-- Opening Marker --
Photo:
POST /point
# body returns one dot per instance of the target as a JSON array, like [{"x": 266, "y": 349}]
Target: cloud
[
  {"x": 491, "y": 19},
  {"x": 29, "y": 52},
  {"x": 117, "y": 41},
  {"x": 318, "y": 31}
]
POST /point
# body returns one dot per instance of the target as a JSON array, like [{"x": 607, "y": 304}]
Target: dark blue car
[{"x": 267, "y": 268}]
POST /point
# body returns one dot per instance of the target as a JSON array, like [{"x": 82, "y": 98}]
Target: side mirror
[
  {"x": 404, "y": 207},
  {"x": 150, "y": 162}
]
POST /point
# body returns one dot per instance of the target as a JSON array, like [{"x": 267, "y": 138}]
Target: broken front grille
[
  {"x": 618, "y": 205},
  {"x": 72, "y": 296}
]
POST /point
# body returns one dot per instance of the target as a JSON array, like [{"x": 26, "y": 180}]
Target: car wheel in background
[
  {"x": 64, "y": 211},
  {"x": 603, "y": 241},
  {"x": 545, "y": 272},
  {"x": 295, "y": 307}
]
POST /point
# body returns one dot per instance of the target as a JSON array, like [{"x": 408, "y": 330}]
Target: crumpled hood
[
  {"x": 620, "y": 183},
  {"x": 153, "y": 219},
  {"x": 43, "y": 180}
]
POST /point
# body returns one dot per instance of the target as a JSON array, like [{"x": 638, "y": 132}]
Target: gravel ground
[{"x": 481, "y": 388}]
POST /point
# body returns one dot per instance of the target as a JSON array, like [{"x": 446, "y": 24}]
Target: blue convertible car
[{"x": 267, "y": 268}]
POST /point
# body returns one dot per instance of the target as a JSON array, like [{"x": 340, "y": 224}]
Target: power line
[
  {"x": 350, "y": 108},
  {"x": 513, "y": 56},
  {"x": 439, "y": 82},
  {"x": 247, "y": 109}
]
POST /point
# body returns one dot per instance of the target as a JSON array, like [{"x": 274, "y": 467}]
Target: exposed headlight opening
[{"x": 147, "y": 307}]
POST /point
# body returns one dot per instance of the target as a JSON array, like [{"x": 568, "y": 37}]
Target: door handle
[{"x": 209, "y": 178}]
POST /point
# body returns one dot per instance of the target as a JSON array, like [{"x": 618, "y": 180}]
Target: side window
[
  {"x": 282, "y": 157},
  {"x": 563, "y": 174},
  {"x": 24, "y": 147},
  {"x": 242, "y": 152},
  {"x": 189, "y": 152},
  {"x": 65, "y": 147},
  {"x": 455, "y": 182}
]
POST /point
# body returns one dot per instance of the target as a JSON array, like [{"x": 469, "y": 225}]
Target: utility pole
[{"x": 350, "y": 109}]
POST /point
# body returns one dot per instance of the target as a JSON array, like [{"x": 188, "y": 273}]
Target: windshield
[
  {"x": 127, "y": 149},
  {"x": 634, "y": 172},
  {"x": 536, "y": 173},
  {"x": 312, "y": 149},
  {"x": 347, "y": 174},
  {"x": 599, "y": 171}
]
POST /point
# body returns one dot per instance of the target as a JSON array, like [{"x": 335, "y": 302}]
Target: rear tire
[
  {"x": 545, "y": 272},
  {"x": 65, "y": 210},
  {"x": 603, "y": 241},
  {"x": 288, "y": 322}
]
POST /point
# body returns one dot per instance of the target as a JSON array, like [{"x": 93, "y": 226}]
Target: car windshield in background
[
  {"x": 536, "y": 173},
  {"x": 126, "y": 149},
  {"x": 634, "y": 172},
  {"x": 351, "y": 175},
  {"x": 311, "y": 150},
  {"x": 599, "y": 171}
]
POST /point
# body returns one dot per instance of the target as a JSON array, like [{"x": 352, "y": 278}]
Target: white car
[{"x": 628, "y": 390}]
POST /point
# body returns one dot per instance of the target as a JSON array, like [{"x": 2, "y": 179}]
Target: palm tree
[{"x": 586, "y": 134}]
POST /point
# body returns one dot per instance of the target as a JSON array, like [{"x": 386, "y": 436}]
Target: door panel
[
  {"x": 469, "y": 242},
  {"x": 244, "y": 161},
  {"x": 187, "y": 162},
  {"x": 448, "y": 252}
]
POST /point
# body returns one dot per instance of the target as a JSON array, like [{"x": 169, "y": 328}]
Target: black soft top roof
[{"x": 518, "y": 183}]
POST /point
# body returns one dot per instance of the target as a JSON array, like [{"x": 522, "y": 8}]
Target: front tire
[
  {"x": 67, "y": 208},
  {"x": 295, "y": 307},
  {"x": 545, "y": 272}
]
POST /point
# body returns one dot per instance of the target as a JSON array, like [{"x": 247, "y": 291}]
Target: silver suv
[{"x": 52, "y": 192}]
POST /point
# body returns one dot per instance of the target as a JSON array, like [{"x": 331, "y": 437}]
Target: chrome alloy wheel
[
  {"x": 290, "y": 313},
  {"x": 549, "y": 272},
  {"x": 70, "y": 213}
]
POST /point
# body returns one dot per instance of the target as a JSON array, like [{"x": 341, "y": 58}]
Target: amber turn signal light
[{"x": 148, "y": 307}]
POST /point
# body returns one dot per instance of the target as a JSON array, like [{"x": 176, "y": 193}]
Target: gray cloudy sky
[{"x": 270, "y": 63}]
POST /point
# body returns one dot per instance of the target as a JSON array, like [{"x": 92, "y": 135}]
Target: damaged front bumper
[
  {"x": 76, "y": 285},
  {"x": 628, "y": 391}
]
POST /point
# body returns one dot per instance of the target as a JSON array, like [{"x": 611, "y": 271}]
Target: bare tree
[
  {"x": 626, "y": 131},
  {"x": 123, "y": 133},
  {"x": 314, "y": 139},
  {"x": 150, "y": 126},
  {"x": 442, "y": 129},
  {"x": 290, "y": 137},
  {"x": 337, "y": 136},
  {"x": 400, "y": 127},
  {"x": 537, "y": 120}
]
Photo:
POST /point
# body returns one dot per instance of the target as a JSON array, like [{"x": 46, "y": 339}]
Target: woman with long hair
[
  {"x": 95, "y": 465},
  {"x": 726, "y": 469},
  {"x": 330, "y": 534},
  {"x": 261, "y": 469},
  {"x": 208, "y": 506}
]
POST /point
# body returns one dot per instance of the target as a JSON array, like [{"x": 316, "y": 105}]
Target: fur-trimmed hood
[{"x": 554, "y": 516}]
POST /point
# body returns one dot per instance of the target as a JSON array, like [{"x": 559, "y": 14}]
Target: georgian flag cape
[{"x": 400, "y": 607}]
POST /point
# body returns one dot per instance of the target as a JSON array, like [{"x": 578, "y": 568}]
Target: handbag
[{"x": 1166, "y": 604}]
-- Closing Marker --
Task goal:
In this exercise, repeat the entries above verbatim.

Solution for this problem:
Photo:
POST /point
# body returns one dot per instance of the target as a JSON array, like [{"x": 266, "y": 349}]
Target: cloud
[
  {"x": 491, "y": 19},
  {"x": 29, "y": 52},
  {"x": 117, "y": 41},
  {"x": 318, "y": 31}
]
POST /point
# body returns one dot per instance of the target as a JSON array, like [{"x": 607, "y": 304}]
Target: dark blue car
[{"x": 267, "y": 268}]
POST /point
# body returns one dot per instance of the target as a JSON array, like [{"x": 82, "y": 98}]
Target: side mirror
[
  {"x": 404, "y": 207},
  {"x": 150, "y": 162}
]
POST /point
# body returns one dot per instance of the target as a JSON array, like [{"x": 267, "y": 138}]
Target: broken front grille
[
  {"x": 618, "y": 205},
  {"x": 72, "y": 296}
]
POST /point
# body returns one dot per instance of the target as a JSON array, like [{"x": 26, "y": 180}]
Target: car wheel in background
[
  {"x": 64, "y": 211},
  {"x": 603, "y": 241},
  {"x": 545, "y": 272},
  {"x": 295, "y": 307}
]
POST /point
# body returns one dot per instance of the target as a JSON array, like [{"x": 408, "y": 330}]
Target: crumpled hood
[
  {"x": 620, "y": 183},
  {"x": 153, "y": 219},
  {"x": 43, "y": 180}
]
POST /point
# body returns one dot per instance of the target as a JSON array, like [{"x": 638, "y": 132}]
Target: gravel ground
[{"x": 481, "y": 388}]
POST /point
# body returns one dot per instance of the target as a JSON array, like [{"x": 446, "y": 24}]
Target: blue convertible car
[{"x": 267, "y": 268}]
POST /point
# body returns one dot per instance of the target as a JSON array, like [{"x": 340, "y": 224}]
Target: power line
[
  {"x": 350, "y": 108},
  {"x": 513, "y": 56},
  {"x": 439, "y": 82},
  {"x": 247, "y": 109}
]
POST /point
# body returns one dot per instance of the target as a JSON array, like [{"x": 274, "y": 467}]
Target: exposed headlight opening
[{"x": 147, "y": 307}]
POST /point
# body returns one dot per instance of the target as a JSON array, like [{"x": 568, "y": 37}]
Target: door handle
[{"x": 209, "y": 178}]
POST /point
# body returns one dot per instance of the target as a JSON array, like [{"x": 618, "y": 180}]
Target: side window
[
  {"x": 282, "y": 157},
  {"x": 563, "y": 174},
  {"x": 24, "y": 147},
  {"x": 242, "y": 152},
  {"x": 189, "y": 152},
  {"x": 65, "y": 147},
  {"x": 455, "y": 182}
]
POST /point
# body returns one dot per instance of the target as a JSON array, like [{"x": 469, "y": 225}]
Target: utility pole
[{"x": 350, "y": 109}]
POST /point
# body returns one dot per instance of the target as a JSON array, like [{"x": 188, "y": 273}]
Target: windshield
[
  {"x": 127, "y": 149},
  {"x": 634, "y": 172},
  {"x": 536, "y": 173},
  {"x": 312, "y": 149},
  {"x": 347, "y": 174},
  {"x": 599, "y": 171}
]
POST /point
# body returns one dot per instance of the target as a JSON array, like [{"x": 335, "y": 302}]
Target: rear tire
[
  {"x": 545, "y": 272},
  {"x": 65, "y": 210},
  {"x": 603, "y": 241},
  {"x": 288, "y": 322}
]
POST /point
# body returns one dot per instance of the target as a JSON array, like [{"x": 93, "y": 226}]
Target: car windshield in background
[
  {"x": 536, "y": 173},
  {"x": 126, "y": 149},
  {"x": 634, "y": 172},
  {"x": 351, "y": 175},
  {"x": 311, "y": 150},
  {"x": 599, "y": 171}
]
POST /point
# body returns one dot per instance of the target as a JSON array, like [{"x": 352, "y": 278}]
Target: white car
[{"x": 628, "y": 390}]
POST /point
# body returns one dot per instance of the target as a JSON array, like [{"x": 2, "y": 179}]
Target: palm tree
[{"x": 586, "y": 134}]
POST /point
# body returns one dot per instance of the target as a JSON array, like [{"x": 386, "y": 436}]
Target: door panel
[
  {"x": 469, "y": 242},
  {"x": 244, "y": 161},
  {"x": 187, "y": 162},
  {"x": 448, "y": 252}
]
POST /point
# body returns one dot per instance of the target as a JSON array, like [{"x": 169, "y": 328}]
Target: black soft top roof
[{"x": 518, "y": 183}]
POST /point
# body returns one dot per instance of the target as a JSON array, like [{"x": 522, "y": 8}]
Target: front tire
[
  {"x": 67, "y": 208},
  {"x": 295, "y": 307},
  {"x": 545, "y": 272}
]
POST /point
# body returns one dot per instance of the target as a JSON array, like [{"x": 247, "y": 291}]
Target: silver suv
[{"x": 52, "y": 192}]
POST /point
# body returns one dot per instance of the target as a JSON array, like [{"x": 331, "y": 437}]
Target: chrome alloy wheel
[
  {"x": 290, "y": 313},
  {"x": 549, "y": 272},
  {"x": 70, "y": 213}
]
POST /point
# body returns one dot per instance of the target as a JSON array, like [{"x": 341, "y": 58}]
Target: amber turn signal light
[{"x": 148, "y": 307}]
POST /point
# body returns one dot per instance of the target as a JSON array, like [{"x": 176, "y": 193}]
Target: gray cloudy sky
[{"x": 270, "y": 63}]
POST /point
# body returns one dot per instance of the target as a JSON array, like [{"x": 92, "y": 135}]
Target: damaged front bumper
[
  {"x": 76, "y": 285},
  {"x": 628, "y": 391}
]
POST /point
# body returns one dot per instance of the target as a JSON array, like [{"x": 611, "y": 271}]
Target: bare tree
[
  {"x": 626, "y": 131},
  {"x": 123, "y": 133},
  {"x": 314, "y": 139},
  {"x": 150, "y": 126},
  {"x": 442, "y": 129},
  {"x": 290, "y": 137},
  {"x": 337, "y": 136},
  {"x": 400, "y": 127},
  {"x": 537, "y": 120}
]
Photo:
POST /point
# body returns one dot per instance of the target as a JSON array, like [{"x": 46, "y": 339}]
Target: woman with long hair
[
  {"x": 95, "y": 465},
  {"x": 726, "y": 469},
  {"x": 330, "y": 534},
  {"x": 261, "y": 469},
  {"x": 208, "y": 506}
]
POST /point
# body returns one dot per instance of the target as a JSON array, like [{"x": 316, "y": 105}]
Target: fur-trimmed hood
[{"x": 554, "y": 516}]
POST /point
# body returns one dot per instance of the target as a JSON array, like [{"x": 559, "y": 14}]
Target: georgian flag cape
[{"x": 400, "y": 607}]
POST /point
# body returns one dot per instance of the target as a JSON array, like [{"x": 578, "y": 568}]
Target: handbag
[{"x": 1166, "y": 604}]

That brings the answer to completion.